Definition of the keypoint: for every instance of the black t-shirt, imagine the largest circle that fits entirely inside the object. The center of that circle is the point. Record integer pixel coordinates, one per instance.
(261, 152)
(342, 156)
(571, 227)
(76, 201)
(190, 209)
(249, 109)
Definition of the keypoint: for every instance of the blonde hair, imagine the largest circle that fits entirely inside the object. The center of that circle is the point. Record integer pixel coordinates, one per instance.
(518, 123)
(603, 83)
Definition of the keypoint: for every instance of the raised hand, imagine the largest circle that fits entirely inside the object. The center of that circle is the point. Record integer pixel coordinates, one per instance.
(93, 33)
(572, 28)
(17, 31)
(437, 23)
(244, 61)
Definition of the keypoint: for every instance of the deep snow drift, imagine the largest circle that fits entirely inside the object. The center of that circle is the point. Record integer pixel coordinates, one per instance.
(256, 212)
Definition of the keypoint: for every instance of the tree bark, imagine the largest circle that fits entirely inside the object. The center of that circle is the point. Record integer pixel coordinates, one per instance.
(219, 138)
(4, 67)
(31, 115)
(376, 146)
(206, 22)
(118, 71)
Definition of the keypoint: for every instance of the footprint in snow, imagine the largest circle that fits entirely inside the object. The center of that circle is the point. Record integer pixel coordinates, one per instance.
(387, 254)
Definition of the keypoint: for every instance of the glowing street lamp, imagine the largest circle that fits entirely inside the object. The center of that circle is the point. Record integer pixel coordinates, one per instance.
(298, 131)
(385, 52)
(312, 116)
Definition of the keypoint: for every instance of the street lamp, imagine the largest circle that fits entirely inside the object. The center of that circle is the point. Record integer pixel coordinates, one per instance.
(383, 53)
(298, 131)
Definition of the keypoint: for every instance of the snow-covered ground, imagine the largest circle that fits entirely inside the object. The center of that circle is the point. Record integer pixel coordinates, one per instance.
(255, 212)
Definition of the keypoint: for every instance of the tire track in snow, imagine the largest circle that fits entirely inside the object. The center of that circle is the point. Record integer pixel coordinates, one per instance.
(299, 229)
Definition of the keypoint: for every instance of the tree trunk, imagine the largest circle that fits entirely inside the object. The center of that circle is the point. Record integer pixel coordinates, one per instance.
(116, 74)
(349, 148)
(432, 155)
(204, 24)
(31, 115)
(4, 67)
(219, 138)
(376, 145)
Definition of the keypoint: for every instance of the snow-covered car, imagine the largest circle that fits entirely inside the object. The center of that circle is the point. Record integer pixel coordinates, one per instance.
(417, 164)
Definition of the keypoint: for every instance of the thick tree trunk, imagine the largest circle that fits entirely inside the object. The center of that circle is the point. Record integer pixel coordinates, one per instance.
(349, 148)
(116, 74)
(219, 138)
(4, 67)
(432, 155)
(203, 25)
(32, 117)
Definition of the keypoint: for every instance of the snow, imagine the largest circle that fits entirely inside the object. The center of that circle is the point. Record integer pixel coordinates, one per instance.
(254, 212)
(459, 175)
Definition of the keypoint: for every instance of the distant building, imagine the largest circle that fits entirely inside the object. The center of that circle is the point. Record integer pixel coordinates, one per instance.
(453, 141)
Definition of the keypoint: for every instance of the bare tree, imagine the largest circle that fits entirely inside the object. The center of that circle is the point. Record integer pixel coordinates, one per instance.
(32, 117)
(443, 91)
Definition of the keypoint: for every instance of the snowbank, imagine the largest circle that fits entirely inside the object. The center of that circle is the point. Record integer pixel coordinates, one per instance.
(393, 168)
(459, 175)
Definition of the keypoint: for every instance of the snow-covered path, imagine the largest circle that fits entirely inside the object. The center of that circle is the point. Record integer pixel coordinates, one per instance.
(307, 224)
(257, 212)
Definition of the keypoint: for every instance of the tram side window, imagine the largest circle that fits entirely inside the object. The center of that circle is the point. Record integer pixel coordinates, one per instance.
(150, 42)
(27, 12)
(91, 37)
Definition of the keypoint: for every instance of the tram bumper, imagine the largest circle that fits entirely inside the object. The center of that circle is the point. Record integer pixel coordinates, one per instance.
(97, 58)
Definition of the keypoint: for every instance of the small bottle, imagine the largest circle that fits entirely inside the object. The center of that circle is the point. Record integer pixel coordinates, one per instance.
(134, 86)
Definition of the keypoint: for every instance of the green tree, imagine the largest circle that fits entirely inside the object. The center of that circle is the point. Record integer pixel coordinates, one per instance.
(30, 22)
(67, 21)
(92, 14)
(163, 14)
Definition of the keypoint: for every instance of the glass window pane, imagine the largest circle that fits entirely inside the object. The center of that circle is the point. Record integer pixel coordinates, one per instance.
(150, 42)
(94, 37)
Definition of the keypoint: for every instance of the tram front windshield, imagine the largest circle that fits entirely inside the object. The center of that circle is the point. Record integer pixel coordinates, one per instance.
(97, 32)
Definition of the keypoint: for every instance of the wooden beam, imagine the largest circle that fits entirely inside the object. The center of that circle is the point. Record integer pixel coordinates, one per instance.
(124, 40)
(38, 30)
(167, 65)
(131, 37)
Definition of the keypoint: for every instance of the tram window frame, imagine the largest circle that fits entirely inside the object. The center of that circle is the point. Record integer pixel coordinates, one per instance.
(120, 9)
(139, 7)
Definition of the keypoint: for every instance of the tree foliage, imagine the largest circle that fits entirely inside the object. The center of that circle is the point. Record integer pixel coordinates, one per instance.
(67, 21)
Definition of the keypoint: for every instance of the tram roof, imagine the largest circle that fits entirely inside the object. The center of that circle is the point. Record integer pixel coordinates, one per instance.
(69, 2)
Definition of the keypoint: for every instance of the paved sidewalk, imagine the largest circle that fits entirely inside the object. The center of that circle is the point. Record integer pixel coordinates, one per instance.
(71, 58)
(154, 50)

───

Work to complete —
Please quote exactly the lines from the one containing "Definition of the keypoint: for every instance of the wooden" through the last line of the records above, both included, and nothing else.

Task answer —
Definition of the keypoint: for every instance of the wooden beam, imagine the largest circle that fits entirely inside the object. The center of that circle is the point. Record integer pixel coordinates, one per instance.
(124, 40)
(38, 30)
(167, 65)
(131, 37)
Definition of the keypoint: for every instance of the tram window frame, imagine the largest circle that fits entirely inside the object. The center of that circle is the point. Record integer pixel coordinates, one per instance.
(120, 9)
(139, 7)
Definition of the keypoint: for every instance of the tree foliage, imagine the largest circle that fits entirely inside the object. The center of that circle is the point. Record integer pixel coordinates, one per instance.
(67, 21)
Definition of the keypoint: for every instance of the tram roof, imagine the largest circle that fits entirely inside the object. The center of that circle is the point. Record integer pixel coordinates, one per instance.
(69, 2)
Definition of the keypoint: for every instance of the paved sidewalk, imagine the largest circle that fits entirely inside the object. The center of that circle is the point. Record integer pixel coordinates, one per instance.
(71, 58)
(154, 50)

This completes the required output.